Given text
================================

REFRESHING THE RESEARCH GARDEN
We are getting ready to plant our next crop of Tobacco! This time we will be planting a variety called 'Connecticut Broadleaf'.
This variety of tobacco produces large leaves perfect for wrapping cigars. It has a large spread so we needed to widen the spaces between rows in our Research Garden. We have also used this opportunity to mix some of the compost we produced in the Compost Facility into our soil to make a rich substrate for healthier, robust plants.
PLANTING THE CONNECTICUT BROADLEAF
The 'Connecticut Broadleaf' tobacco seedlings have been planted out into the prepared Research Garden.
We have high hopes for this crop as the leaves from this variety will be used to make the wrappers and binders for the cigars produced locally at Cayman Cigar Co.
Extra care must be taken to keep these tobacco plants free of pest and disease so that the leaves are perfect, without any holes or tears
FERTILIZER ISSUES IN THE REASEARCH GARDEN
Dec 16th, 2020 - Before new fertilizer schedule
Jan 4th, 2021 - After new fertilizer schedule
The photo on the left shows our Connecticut Broadleaf tobacco seedlings as they were on the 16th of December 2020. We were concerned with the slow growth we were seeing in the 1 month old plants so we decided to get in touch with tobacco experts for guidance and the diagnosis was that the plants were not getting enough Nitrogen and Potassium.

================================

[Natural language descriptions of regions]
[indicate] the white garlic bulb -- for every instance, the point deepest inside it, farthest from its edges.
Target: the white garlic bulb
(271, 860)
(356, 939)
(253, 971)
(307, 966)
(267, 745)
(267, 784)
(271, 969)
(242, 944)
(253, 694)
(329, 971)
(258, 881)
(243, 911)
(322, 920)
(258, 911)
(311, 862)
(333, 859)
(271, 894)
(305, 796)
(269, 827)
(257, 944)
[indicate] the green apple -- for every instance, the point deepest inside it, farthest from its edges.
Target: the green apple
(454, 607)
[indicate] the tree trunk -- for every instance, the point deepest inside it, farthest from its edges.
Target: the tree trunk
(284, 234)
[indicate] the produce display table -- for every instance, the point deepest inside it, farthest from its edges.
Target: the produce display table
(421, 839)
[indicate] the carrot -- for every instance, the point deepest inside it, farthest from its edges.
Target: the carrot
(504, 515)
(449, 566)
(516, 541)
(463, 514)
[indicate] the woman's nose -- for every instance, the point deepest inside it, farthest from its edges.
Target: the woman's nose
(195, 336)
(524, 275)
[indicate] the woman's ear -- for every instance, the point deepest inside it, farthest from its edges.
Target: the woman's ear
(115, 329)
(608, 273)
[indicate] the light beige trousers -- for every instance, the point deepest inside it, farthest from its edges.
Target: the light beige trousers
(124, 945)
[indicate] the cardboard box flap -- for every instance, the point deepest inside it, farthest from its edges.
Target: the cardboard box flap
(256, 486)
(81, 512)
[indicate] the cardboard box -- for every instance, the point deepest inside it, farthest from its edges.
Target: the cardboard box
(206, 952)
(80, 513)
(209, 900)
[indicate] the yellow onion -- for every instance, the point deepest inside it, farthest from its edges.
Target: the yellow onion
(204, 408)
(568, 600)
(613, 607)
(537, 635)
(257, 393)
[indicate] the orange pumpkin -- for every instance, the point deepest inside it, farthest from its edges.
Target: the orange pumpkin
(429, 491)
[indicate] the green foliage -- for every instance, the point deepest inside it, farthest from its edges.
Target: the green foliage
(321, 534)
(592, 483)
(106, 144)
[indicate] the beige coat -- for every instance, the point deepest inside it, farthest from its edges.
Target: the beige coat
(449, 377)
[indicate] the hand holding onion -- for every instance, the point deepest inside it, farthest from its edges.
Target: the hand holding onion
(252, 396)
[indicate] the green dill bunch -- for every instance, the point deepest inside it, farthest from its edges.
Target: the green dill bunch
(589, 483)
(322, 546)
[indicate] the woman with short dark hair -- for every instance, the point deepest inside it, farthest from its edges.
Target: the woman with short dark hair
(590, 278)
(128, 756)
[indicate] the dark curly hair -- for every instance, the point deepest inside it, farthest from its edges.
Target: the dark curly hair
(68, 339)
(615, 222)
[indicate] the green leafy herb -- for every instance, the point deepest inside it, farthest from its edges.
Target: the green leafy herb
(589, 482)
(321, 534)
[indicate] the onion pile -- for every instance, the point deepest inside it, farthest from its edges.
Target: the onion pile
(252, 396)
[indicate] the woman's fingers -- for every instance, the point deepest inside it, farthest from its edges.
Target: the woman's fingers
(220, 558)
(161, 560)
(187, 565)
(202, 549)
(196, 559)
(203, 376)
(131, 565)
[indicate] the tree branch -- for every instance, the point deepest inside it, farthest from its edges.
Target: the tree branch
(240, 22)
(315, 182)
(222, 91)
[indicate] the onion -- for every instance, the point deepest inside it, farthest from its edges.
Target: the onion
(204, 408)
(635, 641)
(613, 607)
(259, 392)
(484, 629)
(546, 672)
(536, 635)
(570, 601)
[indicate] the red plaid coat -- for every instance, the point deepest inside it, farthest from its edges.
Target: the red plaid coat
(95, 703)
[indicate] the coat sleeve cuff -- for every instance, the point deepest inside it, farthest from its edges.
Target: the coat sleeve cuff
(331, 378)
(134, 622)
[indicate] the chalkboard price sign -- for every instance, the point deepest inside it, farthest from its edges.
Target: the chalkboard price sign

================================

Directions
1 – Reproduce word for word the part of the Research Garden text starting with "REFRESHING THE RESEARCH" and going on through "healthier, robust plants.".
2 – Answer these from the Research Garden text:
(a) What variety of tobacco is being planted?
(b) Which local company's cigars will use the leaves from this crop?
(c) Which nutrients did the experts find the seedlings were lacking?
3 – According to the Research Garden text, why were the spaces between rows widened?

Expected results
1 –
REFRESHING THE RESEARCH GARDEN
We are getting ready to plant our next crop of Tobacco! This time we will be planting a variety called 'Connecticut Broadleaf'.
This variety of tobacco produces large leaves perfect for wrapping cigars. It has a large spread so we needed to widen the spaces between rows in our Research Garden. We have also used this opportunity to mix some of the compost we produced in the Compost Facility into our soil to make a rich substrate for healthier, robust plants.

2 –
(a) 'Connecticut Broadleaf'
(b) Cayman Cigar Co.
(c) Nitrogen and Potassium

3 – The 'Connecticut Broadleaf' variety has a large spread, so the rows in the Research Garden needed more space between them.